- _Image-grounded pointing data_:
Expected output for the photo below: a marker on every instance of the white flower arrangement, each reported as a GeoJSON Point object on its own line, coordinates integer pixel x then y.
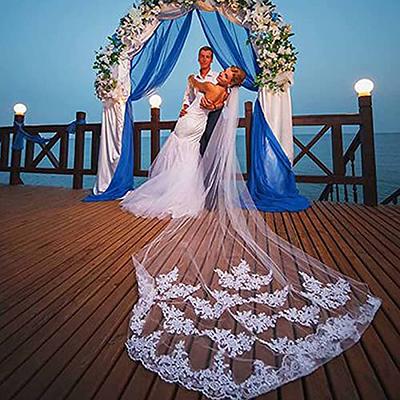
{"type": "Point", "coordinates": [270, 37]}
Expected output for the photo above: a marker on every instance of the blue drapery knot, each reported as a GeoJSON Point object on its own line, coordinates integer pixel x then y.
{"type": "Point", "coordinates": [20, 134]}
{"type": "Point", "coordinates": [71, 128]}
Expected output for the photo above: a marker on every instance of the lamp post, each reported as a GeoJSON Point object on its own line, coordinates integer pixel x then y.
{"type": "Point", "coordinates": [155, 103]}
{"type": "Point", "coordinates": [364, 88]}
{"type": "Point", "coordinates": [19, 118]}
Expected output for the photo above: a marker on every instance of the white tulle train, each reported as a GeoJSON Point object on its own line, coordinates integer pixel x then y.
{"type": "Point", "coordinates": [227, 307]}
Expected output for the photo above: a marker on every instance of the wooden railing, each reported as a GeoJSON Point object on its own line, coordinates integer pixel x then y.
{"type": "Point", "coordinates": [60, 162]}
{"type": "Point", "coordinates": [341, 181]}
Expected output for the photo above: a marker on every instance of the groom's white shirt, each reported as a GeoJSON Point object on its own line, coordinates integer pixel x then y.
{"type": "Point", "coordinates": [190, 92]}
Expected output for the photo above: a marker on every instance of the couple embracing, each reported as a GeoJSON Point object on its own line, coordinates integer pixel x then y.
{"type": "Point", "coordinates": [177, 185]}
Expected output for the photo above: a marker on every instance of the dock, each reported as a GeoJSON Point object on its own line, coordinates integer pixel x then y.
{"type": "Point", "coordinates": [68, 286]}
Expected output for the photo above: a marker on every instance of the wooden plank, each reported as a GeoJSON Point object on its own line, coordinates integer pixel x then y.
{"type": "Point", "coordinates": [376, 351]}
{"type": "Point", "coordinates": [315, 385]}
{"type": "Point", "coordinates": [83, 314]}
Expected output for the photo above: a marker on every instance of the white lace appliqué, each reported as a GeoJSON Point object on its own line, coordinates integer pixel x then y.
{"type": "Point", "coordinates": [299, 356]}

- _What is being asked_: Write out each line exactly, beginning at the one with "of the lamp" and ending at the final line of the records above, with nothing added.

- _Your solution_:
Expected output for the photo above: a marker on every instance of the lamp post, each reported as a GeoJSON Point object on its own line, coordinates integer pixel x then y.
{"type": "Point", "coordinates": [155, 103]}
{"type": "Point", "coordinates": [364, 88]}
{"type": "Point", "coordinates": [19, 118]}
Expected output for the photo above: a marker on every instance of the white tulle train, each reported as a GeoJSON Point object on its own line, coordinates integer pixel x then y.
{"type": "Point", "coordinates": [227, 307]}
Expected output for the photo above: a marker on every instance of the wooden railing, each reported as a GeoJSON Point object on its own line, coordinates integer pixel x then y.
{"type": "Point", "coordinates": [60, 162]}
{"type": "Point", "coordinates": [341, 181]}
Expected output for the photo above: a marker on every instance of the groom's white shirt, each reported as a GeoJSON Point object on its own line, coordinates integer pixel x then y.
{"type": "Point", "coordinates": [190, 92]}
Expected output for the photo above: a marker on every instance of the couple embracing, each reported as a GeoJSON Point object on its own line, coordinates integer pixel x then y.
{"type": "Point", "coordinates": [177, 185]}
Expected output for the photo above: a marker on every instance of the dock, each reported as a GeoJSON Point object on its own line, coordinates integer pixel x then y.
{"type": "Point", "coordinates": [68, 286]}
Expected output for the photo above: a marker on every instance of the wooden plank, each reported as a GeoJSON Point object on its own line, coordinates integer pixel x then y.
{"type": "Point", "coordinates": [376, 351]}
{"type": "Point", "coordinates": [315, 385]}
{"type": "Point", "coordinates": [83, 314]}
Expected output for the photo above: a marker on every instance of the white lace appliqué, each reported as a GeoJSON Point object on its own line, coordinates integer pixel x then y.
{"type": "Point", "coordinates": [299, 356]}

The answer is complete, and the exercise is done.